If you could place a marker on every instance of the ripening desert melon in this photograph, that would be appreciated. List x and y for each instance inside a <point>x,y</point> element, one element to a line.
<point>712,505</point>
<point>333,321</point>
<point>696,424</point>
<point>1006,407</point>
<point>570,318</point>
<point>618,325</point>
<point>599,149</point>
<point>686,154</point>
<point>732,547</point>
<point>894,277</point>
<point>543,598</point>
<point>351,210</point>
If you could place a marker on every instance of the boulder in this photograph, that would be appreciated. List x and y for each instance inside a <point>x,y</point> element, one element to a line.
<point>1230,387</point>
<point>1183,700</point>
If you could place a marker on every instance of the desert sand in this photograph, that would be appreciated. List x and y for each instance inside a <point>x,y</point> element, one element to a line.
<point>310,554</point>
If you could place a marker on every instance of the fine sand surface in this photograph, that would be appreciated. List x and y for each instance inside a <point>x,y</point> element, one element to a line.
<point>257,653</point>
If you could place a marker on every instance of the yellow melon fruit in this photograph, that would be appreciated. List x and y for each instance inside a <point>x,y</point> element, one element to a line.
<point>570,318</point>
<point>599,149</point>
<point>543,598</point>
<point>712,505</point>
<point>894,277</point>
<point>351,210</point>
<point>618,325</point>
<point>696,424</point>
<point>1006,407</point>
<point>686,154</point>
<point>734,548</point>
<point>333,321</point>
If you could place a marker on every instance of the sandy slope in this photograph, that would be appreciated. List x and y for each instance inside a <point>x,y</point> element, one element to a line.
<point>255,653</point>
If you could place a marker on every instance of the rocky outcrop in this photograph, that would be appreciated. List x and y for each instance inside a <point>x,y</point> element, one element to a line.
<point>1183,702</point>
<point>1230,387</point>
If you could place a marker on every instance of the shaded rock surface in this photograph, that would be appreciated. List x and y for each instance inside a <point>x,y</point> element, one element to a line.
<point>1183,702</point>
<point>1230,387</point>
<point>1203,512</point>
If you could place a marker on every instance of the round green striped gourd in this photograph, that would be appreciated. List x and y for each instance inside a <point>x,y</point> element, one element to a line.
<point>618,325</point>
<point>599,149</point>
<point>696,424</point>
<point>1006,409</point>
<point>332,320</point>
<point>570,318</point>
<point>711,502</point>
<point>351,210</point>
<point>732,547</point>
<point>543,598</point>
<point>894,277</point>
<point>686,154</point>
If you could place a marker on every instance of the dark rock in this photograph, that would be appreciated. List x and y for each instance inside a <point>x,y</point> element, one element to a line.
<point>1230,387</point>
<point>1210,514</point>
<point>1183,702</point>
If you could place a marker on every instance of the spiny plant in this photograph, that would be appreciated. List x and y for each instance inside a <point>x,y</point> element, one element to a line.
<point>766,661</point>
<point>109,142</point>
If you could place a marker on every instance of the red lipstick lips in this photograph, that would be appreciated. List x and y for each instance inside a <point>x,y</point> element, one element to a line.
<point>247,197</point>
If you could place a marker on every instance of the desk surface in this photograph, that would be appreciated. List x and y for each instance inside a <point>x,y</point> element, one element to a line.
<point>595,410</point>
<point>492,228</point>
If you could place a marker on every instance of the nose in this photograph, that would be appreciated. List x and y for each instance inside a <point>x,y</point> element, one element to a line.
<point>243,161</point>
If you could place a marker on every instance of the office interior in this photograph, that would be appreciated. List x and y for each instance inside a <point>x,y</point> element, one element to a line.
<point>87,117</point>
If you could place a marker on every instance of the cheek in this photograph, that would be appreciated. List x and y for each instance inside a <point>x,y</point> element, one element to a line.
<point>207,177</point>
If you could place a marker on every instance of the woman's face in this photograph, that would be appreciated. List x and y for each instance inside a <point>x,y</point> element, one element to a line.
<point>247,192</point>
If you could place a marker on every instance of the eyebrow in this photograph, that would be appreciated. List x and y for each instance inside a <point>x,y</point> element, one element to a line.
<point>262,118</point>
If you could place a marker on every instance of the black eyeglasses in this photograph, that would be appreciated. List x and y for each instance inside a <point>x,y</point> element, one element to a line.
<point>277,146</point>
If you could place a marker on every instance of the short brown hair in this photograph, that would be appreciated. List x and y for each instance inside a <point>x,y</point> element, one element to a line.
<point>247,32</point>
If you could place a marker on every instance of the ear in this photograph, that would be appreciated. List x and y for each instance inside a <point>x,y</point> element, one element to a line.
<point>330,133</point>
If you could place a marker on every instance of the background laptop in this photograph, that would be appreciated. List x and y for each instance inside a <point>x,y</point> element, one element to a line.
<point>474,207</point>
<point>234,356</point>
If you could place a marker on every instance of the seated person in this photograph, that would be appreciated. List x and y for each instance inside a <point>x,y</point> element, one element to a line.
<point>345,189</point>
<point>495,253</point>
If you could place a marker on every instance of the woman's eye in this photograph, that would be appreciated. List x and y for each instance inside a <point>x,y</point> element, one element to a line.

::::

Give back all of the records exactly as they were provided above.

Your response:
If you could place a marker on every instance of the ripening desert melon in this photograph, that would be appreciated. List x and y for each instance inside a <point>x,y</point> element, one element to a line.
<point>712,505</point>
<point>333,321</point>
<point>696,424</point>
<point>1006,407</point>
<point>570,318</point>
<point>618,325</point>
<point>599,149</point>
<point>686,154</point>
<point>732,547</point>
<point>894,277</point>
<point>543,598</point>
<point>351,210</point>
If you could place a marker on every instance of the boulder in this photograph, that would be appreciated. List x and y for each instance inside a <point>x,y</point> element, one element to a line.
<point>1230,387</point>
<point>1183,700</point>
If you could place a marker on every instance of the desert sand in this photograph, that would be appreciated. List x and y for each instance inside a <point>x,y</point> element, one element to a line.
<point>310,554</point>
If you could place a marker on every instance of the fine sand surface in this photograph, that would be appreciated. List x and y for each instance inside a <point>x,y</point> element, one element to a line.
<point>257,653</point>
If you could place a marker on every instance of the yellow melon fruit in this photograph, that would be appreciated. List x and y for each instance inside a <point>x,y</point> element, one element to a line.
<point>570,318</point>
<point>599,149</point>
<point>543,598</point>
<point>712,505</point>
<point>894,277</point>
<point>351,210</point>
<point>618,325</point>
<point>696,424</point>
<point>1006,407</point>
<point>686,154</point>
<point>734,548</point>
<point>333,321</point>
If you could place a marker on every instance of the sandy slope in this photograph, that would be appreciated. List x and y for each instance inside a <point>x,y</point> element, one element to a line.
<point>255,653</point>
If you could place a marker on every instance of the rocky outcrop in this photograph, that would be appreciated. List x and y for each instance inside a <point>x,y</point> element, one element to a line.
<point>1183,702</point>
<point>1230,387</point>
If you could place a marker on every instance of the shaded rock surface in this photograph, that would be appreciated. List x and y for each instance inside a <point>x,y</point> element, one element to a line.
<point>1183,702</point>
<point>1230,387</point>
<point>1203,512</point>
If you could place a marker on every instance of the round green striped gourd in this photograph, that would be appreciated. List x and y for each instance inside a <point>x,y</point> element, one element to a line.
<point>618,325</point>
<point>599,149</point>
<point>696,424</point>
<point>1006,409</point>
<point>332,320</point>
<point>570,318</point>
<point>711,502</point>
<point>351,210</point>
<point>732,547</point>
<point>543,598</point>
<point>894,277</point>
<point>686,154</point>
If you could place a marker on every instance of the dark rock in this photograph, that would be appreciated. List x and y for each instance inside a <point>x,y</point> element, one element to a line.
<point>1230,387</point>
<point>1210,514</point>
<point>1183,702</point>
If you could place a marker on every instance of the spiny plant in this photograph, that would be appreciated. List x and y for each instance inside a <point>x,y</point> element, one element to a line.
<point>766,661</point>
<point>109,142</point>
If you could place a marker on every instance of the red lipstick lips in this photograph, that would be appreciated. List x and y for each instance inside a <point>x,y</point> element, one element to a line.
<point>247,197</point>
If you could place a marker on every instance of the desk surface in this photograph, that would be appreciated. List x and y for each instance inside a <point>x,y</point> element, one element to a line.
<point>595,410</point>
<point>492,228</point>
If you could place a marker on every instance of the nose in this photograph, that would be appreciated. List x and y for each instance inside a <point>x,y</point> element, one element to a line.
<point>243,161</point>
If you could place a marker on every instance of the office interior in this photograph, that would be appreciated. List x and y for each instance inside a <point>x,y</point> element, one element to a line.
<point>87,117</point>
If you could place a marker on every instance of the cheek in this photograph, that would be appreciated. List x and y for each instance inside a <point>x,y</point> element, one element to a line.
<point>207,177</point>
If you could place a marker on every instance of the woman's face in this photograph, that would be appreciated. List x and y for each instance inside a <point>x,y</point> element, one element to a line.
<point>247,192</point>
If you could place a marker on every instance of the eyebrow in this photograph, that would be appreciated. List x and y for each instance inside a <point>x,y</point> element, one element to a line.
<point>262,118</point>
If you could place a marker on every instance of the black eyeglasses in this photograph, that would be appreciated. List x and y for each instance inside a <point>x,y</point> element, one element to a line.
<point>277,146</point>
If you could place a marker on every instance of the short brown hair in this photograph, that would be appreciated. List x and y for each instance inside a <point>x,y</point> element, one element to a line.
<point>247,32</point>
If you could place a marker on every instance of the ear in this photograph, that would be appreciated. List x and y for each instance inside a <point>x,y</point> element, one element to a line.
<point>330,133</point>
If you could place a marker on every instance of the background laptop in this photograph, that would be appreciated. List x and y for each instance inside a <point>x,y</point> element, one element to a line.
<point>474,207</point>
<point>234,356</point>
If you could place a marker on every instance of the seated person in this photograph, that would be appreciated. List x and y for each instance inside a <point>x,y</point> element, one element to a line.
<point>345,189</point>
<point>495,253</point>
If you could place a marker on every instance of the woman's eye in this photograph, that would be appreciated. List x and y for each instance inside a <point>x,y</point> element, one element to a line.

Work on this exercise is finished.